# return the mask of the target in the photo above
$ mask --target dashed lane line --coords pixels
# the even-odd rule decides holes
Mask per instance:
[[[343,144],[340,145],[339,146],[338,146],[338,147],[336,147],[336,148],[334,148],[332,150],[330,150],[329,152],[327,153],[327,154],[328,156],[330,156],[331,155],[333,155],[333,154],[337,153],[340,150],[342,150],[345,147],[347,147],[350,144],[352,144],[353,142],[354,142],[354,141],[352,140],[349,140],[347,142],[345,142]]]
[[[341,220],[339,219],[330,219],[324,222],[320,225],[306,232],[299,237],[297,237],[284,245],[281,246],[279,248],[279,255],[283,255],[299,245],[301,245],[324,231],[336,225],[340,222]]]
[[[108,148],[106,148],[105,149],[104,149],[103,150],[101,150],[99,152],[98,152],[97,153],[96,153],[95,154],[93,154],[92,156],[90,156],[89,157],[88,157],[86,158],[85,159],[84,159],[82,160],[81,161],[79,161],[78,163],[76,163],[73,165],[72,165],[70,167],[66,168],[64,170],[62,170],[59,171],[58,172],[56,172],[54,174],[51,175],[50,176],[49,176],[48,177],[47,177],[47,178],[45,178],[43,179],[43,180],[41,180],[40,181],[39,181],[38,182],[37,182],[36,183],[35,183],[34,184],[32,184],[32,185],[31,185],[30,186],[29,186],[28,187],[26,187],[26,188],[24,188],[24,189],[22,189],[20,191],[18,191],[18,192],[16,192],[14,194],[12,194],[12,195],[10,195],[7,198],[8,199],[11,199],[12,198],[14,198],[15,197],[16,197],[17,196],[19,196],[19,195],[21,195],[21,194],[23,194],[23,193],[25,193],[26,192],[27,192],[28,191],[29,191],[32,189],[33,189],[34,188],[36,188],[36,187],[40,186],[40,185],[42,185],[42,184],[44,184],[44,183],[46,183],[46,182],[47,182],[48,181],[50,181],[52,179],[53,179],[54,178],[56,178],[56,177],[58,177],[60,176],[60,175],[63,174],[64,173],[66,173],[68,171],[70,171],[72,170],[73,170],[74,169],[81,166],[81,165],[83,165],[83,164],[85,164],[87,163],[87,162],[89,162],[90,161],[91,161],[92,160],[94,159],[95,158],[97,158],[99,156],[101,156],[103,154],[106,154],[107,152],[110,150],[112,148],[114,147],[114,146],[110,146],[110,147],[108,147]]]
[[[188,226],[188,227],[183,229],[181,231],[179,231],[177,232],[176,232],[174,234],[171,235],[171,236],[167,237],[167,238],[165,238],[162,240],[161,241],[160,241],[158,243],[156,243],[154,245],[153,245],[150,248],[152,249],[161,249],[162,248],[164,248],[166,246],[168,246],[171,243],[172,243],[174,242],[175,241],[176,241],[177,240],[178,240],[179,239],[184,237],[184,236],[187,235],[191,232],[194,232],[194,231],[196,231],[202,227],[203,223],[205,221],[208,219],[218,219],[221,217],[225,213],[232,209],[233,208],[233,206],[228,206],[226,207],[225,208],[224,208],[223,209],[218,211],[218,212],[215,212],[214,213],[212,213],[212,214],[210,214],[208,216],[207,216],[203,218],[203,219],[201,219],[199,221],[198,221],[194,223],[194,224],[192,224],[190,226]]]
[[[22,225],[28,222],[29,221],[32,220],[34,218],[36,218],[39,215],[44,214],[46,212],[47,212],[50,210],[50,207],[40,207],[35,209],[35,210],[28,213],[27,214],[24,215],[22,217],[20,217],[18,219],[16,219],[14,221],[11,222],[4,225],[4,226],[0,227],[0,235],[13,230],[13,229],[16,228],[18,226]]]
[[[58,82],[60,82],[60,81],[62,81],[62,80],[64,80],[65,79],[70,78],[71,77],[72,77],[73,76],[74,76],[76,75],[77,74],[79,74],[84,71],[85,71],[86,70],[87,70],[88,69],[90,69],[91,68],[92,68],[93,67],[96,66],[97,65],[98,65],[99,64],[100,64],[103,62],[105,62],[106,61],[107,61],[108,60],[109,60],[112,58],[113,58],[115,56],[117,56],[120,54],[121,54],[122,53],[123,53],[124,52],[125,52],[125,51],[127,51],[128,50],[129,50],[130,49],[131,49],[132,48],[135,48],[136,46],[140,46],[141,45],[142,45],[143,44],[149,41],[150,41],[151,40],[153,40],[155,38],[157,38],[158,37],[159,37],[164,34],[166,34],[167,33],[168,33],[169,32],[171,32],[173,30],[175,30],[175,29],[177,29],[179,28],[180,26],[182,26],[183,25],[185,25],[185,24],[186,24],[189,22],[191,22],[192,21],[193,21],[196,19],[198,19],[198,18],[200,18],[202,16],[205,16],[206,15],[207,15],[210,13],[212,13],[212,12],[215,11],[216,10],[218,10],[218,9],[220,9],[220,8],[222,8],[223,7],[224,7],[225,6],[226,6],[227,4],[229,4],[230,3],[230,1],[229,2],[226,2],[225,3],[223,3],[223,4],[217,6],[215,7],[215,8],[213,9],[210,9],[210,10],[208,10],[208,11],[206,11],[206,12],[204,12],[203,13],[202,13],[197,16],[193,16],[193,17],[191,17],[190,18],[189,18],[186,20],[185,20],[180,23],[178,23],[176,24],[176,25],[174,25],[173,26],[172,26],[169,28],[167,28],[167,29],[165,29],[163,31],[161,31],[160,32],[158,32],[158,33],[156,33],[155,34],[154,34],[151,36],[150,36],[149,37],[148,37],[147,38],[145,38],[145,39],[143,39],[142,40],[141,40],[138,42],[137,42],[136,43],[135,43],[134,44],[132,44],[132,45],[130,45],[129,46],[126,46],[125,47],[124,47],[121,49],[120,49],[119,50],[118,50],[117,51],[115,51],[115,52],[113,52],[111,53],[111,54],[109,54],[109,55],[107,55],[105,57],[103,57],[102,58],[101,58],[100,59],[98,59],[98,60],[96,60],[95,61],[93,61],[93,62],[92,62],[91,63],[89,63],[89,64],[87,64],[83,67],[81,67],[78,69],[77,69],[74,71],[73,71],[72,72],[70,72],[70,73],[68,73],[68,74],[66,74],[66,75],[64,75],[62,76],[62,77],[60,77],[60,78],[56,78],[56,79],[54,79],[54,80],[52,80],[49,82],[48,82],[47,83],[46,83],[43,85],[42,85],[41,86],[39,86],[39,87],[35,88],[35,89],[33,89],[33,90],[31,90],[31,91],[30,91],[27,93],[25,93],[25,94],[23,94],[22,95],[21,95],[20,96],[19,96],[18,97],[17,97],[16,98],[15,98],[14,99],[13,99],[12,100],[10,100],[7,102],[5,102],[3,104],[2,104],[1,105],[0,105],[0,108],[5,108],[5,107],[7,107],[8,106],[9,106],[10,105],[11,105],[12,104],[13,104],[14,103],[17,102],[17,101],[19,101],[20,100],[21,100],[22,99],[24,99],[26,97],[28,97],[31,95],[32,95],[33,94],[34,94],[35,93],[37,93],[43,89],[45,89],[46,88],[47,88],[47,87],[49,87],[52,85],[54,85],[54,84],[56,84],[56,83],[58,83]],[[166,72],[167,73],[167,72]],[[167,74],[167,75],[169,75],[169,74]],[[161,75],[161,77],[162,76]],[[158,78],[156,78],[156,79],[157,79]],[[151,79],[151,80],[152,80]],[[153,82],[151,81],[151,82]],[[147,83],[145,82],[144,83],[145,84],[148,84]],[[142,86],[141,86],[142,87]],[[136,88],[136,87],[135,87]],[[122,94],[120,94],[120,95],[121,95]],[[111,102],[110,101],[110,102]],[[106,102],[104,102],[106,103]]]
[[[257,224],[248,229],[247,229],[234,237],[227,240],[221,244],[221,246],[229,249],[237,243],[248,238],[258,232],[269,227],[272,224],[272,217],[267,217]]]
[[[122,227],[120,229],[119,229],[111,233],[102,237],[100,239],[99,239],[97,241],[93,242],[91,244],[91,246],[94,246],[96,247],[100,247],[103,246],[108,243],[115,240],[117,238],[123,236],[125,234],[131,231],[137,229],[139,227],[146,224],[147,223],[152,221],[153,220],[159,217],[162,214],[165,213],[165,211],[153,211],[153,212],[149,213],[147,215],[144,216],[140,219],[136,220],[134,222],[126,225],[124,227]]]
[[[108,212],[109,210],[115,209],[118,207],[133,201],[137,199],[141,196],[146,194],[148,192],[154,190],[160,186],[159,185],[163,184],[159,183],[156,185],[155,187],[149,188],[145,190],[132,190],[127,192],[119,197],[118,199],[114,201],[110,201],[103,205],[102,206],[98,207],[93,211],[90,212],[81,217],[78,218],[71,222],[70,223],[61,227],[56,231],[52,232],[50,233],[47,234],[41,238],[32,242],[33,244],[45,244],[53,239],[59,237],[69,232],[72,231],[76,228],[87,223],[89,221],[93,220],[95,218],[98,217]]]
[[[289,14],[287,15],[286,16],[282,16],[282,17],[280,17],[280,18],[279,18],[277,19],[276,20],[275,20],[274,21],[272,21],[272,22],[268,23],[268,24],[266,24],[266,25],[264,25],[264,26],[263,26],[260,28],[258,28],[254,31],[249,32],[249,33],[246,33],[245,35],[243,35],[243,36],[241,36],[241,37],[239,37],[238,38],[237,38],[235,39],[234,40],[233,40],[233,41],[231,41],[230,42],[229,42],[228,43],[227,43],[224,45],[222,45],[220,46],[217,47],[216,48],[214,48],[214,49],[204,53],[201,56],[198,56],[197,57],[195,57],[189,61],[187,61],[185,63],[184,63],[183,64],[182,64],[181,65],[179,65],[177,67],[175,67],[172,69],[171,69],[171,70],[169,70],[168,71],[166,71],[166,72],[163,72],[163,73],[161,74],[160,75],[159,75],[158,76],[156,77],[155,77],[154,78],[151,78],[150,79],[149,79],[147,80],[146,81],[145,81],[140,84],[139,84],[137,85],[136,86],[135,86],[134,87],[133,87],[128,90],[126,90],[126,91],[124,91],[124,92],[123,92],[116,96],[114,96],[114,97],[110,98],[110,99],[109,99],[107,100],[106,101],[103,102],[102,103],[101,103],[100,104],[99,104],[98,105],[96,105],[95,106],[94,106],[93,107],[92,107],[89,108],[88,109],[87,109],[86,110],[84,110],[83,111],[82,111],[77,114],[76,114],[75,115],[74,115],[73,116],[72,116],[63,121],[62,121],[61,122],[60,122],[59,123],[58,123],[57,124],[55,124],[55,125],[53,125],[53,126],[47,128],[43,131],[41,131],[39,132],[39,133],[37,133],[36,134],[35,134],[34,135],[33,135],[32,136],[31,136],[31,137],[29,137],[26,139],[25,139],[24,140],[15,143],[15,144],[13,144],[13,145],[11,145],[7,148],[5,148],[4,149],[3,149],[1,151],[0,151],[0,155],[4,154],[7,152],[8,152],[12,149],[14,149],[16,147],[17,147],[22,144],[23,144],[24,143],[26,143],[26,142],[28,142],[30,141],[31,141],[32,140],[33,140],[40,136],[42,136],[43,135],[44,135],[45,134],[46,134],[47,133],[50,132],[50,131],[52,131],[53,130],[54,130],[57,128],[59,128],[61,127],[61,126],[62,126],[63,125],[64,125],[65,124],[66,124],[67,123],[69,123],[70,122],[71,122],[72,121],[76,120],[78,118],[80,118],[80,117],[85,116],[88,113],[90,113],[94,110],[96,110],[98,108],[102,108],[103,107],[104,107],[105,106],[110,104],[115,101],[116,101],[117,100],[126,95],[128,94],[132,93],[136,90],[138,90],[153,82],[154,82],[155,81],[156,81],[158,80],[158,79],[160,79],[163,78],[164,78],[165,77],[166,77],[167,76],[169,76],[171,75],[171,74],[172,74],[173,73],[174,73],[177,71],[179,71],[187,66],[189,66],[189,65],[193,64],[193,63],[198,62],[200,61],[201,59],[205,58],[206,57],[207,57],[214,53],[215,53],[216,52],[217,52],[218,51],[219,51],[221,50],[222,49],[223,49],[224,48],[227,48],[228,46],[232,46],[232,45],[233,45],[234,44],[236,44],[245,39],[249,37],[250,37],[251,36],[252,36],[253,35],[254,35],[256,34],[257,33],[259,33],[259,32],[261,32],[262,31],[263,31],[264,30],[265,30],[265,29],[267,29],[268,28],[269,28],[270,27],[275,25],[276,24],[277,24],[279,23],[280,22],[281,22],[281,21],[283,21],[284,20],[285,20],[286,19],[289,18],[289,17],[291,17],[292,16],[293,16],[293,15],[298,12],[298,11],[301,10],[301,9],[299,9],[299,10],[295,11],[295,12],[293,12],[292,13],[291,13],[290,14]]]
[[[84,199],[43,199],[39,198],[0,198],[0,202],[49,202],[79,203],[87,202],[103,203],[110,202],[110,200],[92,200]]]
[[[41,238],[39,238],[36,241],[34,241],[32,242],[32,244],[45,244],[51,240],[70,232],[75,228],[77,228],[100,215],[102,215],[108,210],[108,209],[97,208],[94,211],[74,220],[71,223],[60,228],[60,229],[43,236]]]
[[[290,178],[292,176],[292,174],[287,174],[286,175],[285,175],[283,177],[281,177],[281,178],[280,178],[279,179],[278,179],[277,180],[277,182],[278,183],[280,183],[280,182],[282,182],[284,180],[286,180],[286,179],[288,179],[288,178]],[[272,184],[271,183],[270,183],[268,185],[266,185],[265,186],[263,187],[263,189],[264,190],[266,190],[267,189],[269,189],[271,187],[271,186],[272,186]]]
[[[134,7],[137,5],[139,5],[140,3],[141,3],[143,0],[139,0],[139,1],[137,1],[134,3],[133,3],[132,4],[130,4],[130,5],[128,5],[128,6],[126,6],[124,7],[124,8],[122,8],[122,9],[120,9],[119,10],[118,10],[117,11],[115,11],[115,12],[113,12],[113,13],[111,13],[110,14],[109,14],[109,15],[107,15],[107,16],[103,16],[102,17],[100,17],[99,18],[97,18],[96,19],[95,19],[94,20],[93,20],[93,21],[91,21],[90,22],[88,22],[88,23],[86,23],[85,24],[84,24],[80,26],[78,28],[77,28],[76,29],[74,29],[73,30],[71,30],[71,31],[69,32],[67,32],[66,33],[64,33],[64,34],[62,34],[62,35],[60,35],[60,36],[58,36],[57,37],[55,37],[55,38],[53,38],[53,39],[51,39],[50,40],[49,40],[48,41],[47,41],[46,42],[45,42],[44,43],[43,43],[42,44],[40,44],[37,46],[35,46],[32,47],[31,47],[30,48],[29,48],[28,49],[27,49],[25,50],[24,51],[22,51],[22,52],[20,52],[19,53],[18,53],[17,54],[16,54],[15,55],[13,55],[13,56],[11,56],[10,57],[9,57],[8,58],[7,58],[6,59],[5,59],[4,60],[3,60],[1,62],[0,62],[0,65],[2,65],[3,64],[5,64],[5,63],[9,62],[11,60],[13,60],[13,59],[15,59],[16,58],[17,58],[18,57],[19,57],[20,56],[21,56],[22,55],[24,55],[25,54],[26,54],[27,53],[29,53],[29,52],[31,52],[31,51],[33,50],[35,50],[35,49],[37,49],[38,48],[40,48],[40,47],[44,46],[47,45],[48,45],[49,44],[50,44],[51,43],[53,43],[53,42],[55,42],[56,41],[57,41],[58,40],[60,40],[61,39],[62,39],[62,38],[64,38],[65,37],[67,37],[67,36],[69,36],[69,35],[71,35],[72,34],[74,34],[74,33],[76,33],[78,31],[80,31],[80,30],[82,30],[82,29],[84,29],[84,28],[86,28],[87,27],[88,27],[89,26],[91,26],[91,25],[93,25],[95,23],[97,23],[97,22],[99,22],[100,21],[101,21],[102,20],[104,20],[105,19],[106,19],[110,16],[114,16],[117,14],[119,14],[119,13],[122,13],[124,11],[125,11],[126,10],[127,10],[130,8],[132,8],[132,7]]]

● **GOAL**
Gather every line of the material above that contains the word "target".

● **EXERCISE ANSWER**
# return the mask of the target in the photo above
$ mask --target dashed lane line --coords pixels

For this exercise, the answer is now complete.